• TASK GOAL: Copy all of the material below character for character, leaving the pictures out.

• DATA TO USE:
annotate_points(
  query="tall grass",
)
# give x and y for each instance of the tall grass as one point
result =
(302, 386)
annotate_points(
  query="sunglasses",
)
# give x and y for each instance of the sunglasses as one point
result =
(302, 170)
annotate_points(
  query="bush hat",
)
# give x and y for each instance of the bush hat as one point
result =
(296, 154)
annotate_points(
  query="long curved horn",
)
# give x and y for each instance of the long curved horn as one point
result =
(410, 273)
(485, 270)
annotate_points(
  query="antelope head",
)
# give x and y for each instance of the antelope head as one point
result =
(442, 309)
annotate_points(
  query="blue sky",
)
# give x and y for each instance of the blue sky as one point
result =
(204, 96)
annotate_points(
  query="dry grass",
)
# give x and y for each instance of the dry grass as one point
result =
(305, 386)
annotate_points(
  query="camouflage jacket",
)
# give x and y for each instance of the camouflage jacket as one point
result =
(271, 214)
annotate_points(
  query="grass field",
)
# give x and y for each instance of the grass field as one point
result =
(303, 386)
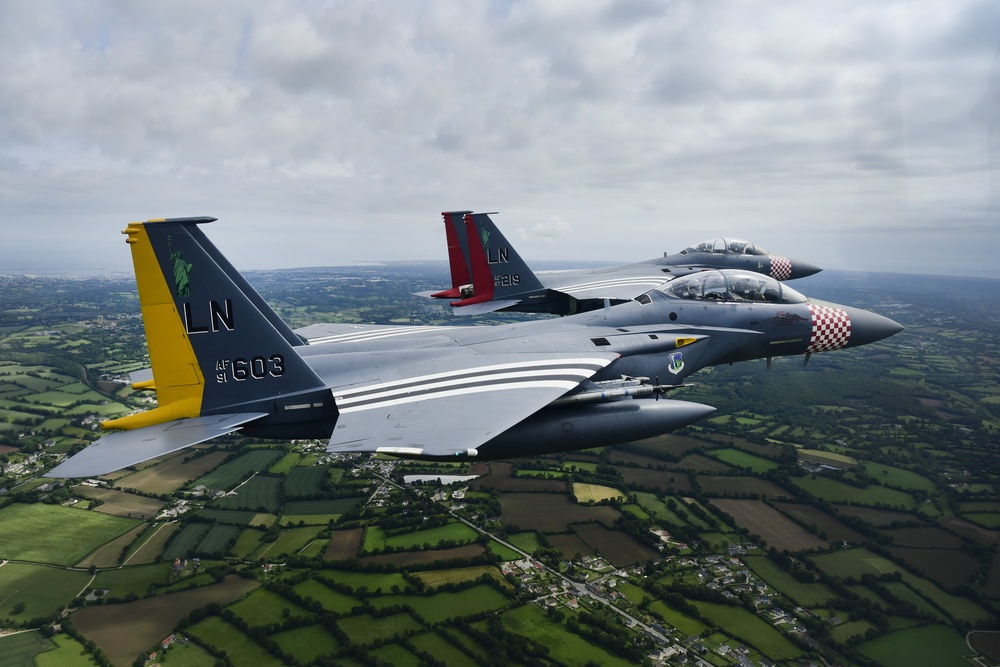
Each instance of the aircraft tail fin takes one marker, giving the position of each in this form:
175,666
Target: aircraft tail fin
498,272
458,254
221,358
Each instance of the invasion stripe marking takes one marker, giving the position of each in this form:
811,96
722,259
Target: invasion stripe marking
583,366
460,391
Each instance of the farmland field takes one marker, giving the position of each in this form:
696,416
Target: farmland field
124,630
43,590
780,532
167,476
618,547
550,513
230,474
54,534
240,649
120,503
260,493
444,605
594,493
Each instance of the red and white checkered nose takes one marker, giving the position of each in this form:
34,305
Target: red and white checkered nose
781,268
831,328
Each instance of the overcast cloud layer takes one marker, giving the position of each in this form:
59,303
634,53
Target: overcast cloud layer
854,135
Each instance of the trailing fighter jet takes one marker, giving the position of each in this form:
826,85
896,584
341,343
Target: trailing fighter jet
223,361
488,274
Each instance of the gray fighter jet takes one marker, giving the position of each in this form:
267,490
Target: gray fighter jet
223,361
488,274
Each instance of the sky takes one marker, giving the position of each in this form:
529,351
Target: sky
854,135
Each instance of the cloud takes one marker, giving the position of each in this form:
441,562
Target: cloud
627,123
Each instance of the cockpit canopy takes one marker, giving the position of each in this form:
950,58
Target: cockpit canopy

• THE RESPONSE:
annotate_points(
  query="tall grass",
)
# give x and y for each instance of the tall grass as one point
result =
(302, 386)
annotate_points(
  query="sunglasses",
)
# give x and y for each instance of the sunglasses as one point
result =
(302, 170)
annotate_points(
  query="bush hat",
)
# give x and y for each instance of the bush hat as one point
result =
(296, 154)
annotate_points(
  query="long curved horn",
)
# give x and y for each instance of the long curved horn as one point
result =
(410, 273)
(485, 270)
annotate_points(
  query="antelope head",
)
# give x and y for each instance of the antelope head as one point
result =
(442, 309)
annotate_points(
  query="blue sky",
)
# give x and y for each instance of the blue sky as one point
result =
(204, 96)
annotate_points(
  query="dry grass",
)
# give x and y for each instance of the dry grass as one point
result =
(305, 386)
annotate_points(
  query="camouflage jacket",
)
# give x and y for each instance of the camouflage jacket as one point
result =
(271, 214)
annotate_points(
  query="grass field",
)
# give x and y for each instance of the grass field as one point
result =
(303, 386)
Each instance of the aircraft tail fin takes one marker, giving the position of each in this form:
175,666
Target: aircraft tail fin
498,272
458,254
221,358
Each instance of the invasion stripe marking takes one marker, giving the position of each in this form:
811,96
722,259
Target: invasion stripe marking
583,366
460,391
Each instance of the farmland field takes one marker, giving the position of each in this form:
696,416
Target: farmland field
124,630
43,590
780,532
167,476
618,547
550,513
230,474
54,534
240,649
120,503
260,493
444,605
594,493
Each instance of the red and white checkered nose takes one marker, giving the position of each in this form:
34,305
Target: red and white checkered nose
781,268
831,328
Each instance of the overcast cloud layer takes one marker, giving the position of each in this form:
59,303
634,53
Target: overcast cloud layer
854,135
Each instance of the trailing fighter jet takes one marker, giving the position of each in this form:
826,85
896,584
341,343
Target: trailing fighter jet
223,361
488,274
Each instance of the gray fighter jet takes one marker, giving the position of each in this form:
267,490
Target: gray fighter jet
223,361
488,274
Each instance of the sky takes one marker, giving the position of each in this form:
529,351
Target: sky
854,135
Each instance of the cloud takes one marker, giving the position of each in this form:
441,562
Target: cloud
627,123
Each instance of the cockpit canopy takes one marker, giving the position of each in this form:
950,58
Target: cockpit canopy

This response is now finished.